TO BE DONE:
[a] Translate this sentence from the investing blog into Spanish: "Anyway, being cash rich makes me feel uncomfortable!"
[b] Reproduce the investing blog starting at "Lately, I have" and ending at "much favourable price.", substituting "Nam Lee" for "Neratel".
[c] According to the investing blog, which shares did the writer pick up over the past two weeks before 5 July 2014?

EXTRACTED TEXT:
— begin —

5 July 2014

Dow Jones Hitting Above 17,000 points & World Cup 2014

To those who were waiting for a market dip the past few weeks like myself were inevitably somewhat disappointed as further tapering did occur but it wasnt substantial enough to cause any market weakness or panic. When i realized the market was not gonna go south, i decided to snag up some shares that i thought could be good for my portfolio. Anyway, being cash rich makes me feel uncomfortable! I feel that the value of my money is eroding away when I put it in the bank & it bugs me.

Currently in 2Q14, I've decided to shift my portfolio away from REITs and into other shares mainly companies that are in net cash, in other words, minimal to zero debts. As interest rates are going up in the near future, companies holding onto cash/debt-less will be smiling and will be in a stronger position.
Whereas REITs will be feeling the pressure from the increase in interest rates as they need to refinance their loans and pay off existing debts.

Over the past 2 weeks, Ive picked up: Nam Lee, Kingsmen, Straco, Spindex, Valuetronics

Some even speculate that the stock market will dip during this world cup period as people are more interested watching 20+ men running after one soccer ball causing trading volume to thin out. Truth be told, the local SGX trading volume did decrease but i still see much support around and investors' sentiments are still high. According to history, trading volume thinning out can lead to BOTH up-market and down-market which brings us back to Square one where "nobody can predict the market direction". Hence, go bag some shares that you'll have no qualms keeping even if the market plunges south.

Recently, Dow Jones hit above 17,000 points and well, I really do think that global market shares are up-trending now as US gains back its momentum. Locally, our STI is currently tagged with a P/E of around 14 and that, to me seems to have a lot of potential going northwards. I would only think that worry should settle in when P/E hits (conservatively) around 18 or above 20.


18 June 2014

Consolidate & Wait

Lately, I have sold off 70% of my share holdings to realize gains and at the same time consolidate my portfolio. Realized my portfolio was getting a little too diverse that it becomes hard to monitor all at one go. Anyway, the fed tapering will most likely be happening again sometimes soon this month hence the move on my part to sell most of my positions and wait out. Hopefully the bond buying will be reduced once again causing the market to dip  & I will dive in confidently to snap up some bargains. Til then, patience...

2 April 2014

Divested Neratel, Current Holdings (+Singpost & Mapletree) and Straco updates

Divested Neratel way too early & am feeling a little upset about it but I shall take it as another life lesson. Right now Neratel seems to be abit pricey for me to buy it back. However, I might buy it again if it drops to a much favourable price.

After divesting Neratel and with additional cash on hand, I decided to buy Singapost & Mapletree Log

Singpost dividend yield ~ 4.6%
Mapletree Log dividend yield ~7%


Why Singpost? Well, Singpost seems to have very strong backing & its price chart has been an uptrend for the longest time I can recall. I've always wanted it to fall back down substantially (to my advantage) but it just does not happen. It's business focus has also shifted slightly over the years. Consumers are doing more online shopping now & this bodes well for Singpost which have to do all the deliveries. And when was the last time you stepped into a post office or walked past one? Have you ever realized that it's always crowded? Now, that's a good sign for any business - to always have a queue.

— end —

DATA:
— begin —

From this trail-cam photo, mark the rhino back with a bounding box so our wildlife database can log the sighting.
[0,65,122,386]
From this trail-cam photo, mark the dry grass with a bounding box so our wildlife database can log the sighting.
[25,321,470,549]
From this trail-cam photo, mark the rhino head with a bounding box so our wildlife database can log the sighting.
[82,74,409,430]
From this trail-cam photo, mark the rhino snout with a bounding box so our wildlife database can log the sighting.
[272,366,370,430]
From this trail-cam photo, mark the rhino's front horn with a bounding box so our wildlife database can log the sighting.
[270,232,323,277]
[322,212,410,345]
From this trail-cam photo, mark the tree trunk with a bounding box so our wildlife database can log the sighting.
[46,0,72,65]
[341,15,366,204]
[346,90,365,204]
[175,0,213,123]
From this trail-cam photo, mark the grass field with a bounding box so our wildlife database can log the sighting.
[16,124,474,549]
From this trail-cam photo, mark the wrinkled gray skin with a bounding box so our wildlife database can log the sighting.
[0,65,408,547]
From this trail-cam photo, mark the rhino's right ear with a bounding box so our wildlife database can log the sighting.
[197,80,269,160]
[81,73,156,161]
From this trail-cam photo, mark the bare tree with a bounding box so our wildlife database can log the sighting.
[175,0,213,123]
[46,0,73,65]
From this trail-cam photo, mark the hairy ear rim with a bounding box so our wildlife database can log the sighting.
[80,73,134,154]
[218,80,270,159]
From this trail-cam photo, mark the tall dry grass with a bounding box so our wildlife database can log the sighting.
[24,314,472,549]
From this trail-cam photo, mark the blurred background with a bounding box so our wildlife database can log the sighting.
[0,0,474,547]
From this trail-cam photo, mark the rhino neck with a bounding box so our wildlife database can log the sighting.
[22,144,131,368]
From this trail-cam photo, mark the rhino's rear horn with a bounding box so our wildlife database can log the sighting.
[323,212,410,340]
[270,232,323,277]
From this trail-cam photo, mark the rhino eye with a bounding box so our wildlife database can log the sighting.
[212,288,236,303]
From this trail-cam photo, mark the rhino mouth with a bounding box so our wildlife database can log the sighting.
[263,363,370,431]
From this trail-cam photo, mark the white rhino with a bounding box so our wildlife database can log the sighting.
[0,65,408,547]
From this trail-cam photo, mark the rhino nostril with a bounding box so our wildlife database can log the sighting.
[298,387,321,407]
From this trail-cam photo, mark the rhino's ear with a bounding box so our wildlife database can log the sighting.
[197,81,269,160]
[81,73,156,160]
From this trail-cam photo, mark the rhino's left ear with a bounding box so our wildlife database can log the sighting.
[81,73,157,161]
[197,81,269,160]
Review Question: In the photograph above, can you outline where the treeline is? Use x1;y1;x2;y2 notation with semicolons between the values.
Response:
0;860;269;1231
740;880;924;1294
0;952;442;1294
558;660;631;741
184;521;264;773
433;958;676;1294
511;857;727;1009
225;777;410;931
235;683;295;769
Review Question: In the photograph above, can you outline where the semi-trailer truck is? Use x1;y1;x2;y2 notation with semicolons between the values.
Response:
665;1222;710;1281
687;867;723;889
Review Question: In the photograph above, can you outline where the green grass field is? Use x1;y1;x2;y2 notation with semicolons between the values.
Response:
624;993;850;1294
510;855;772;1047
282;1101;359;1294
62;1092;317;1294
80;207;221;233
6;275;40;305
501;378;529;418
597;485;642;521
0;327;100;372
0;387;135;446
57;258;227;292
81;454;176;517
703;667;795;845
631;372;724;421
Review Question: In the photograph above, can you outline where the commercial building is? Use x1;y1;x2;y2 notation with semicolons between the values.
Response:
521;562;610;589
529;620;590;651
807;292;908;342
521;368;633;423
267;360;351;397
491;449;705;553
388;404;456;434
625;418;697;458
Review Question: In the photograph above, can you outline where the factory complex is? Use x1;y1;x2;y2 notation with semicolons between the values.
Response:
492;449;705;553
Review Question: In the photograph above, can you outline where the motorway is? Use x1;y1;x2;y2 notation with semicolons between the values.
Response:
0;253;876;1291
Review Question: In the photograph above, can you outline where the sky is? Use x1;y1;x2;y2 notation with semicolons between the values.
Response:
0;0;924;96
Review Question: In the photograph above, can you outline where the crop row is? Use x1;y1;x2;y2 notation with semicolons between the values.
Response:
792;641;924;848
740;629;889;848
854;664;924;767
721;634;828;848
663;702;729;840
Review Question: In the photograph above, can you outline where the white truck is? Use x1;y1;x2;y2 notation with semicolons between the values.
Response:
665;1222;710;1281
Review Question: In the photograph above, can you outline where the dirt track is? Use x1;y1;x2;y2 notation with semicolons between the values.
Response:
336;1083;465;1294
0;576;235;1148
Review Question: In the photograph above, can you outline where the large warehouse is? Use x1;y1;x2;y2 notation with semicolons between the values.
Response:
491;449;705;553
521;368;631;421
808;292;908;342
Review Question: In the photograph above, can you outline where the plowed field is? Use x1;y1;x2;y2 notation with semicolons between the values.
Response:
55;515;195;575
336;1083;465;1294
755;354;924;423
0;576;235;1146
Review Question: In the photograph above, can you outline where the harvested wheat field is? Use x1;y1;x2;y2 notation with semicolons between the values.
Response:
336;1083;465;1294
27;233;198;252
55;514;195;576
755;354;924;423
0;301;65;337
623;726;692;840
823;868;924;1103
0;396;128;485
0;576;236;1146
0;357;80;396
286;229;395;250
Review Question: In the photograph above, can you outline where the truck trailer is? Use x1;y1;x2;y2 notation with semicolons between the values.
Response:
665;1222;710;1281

— end —

RESPONSES BY TASK:
[a] ¡De todos modos, tener mucho efectivo me incomoda!

[b]
Lately, I have sold off 70% of my share holdings to realize gains and at the same time consolidate my portfolio. Realized my portfolio was getting a little too diverse that it becomes hard to monitor all at one go. Anyway, the fed tapering will most likely be happening again sometimes soon this month hence the move on my part to sell most of my positions and wait out. Hopefully the bond buying will be reduced once again causing the market to dip  & I will dive in confidently to snap up some bargains. Til then, patience...

2 April 2014

Divested Nam Lee, Current Holdings (+Singpost & Mapletree) and Straco updates

Divested Nam Lee way too early & am feeling a little upset about it but I shall take it as another life lesson. Right now Nam Lee seems to be abit pricey for me to buy it back. However, I might buy it again if it drops to a much favourable price.

[c] Nam Lee, Kingsmen, Straco, Spindex, and Valuetronics.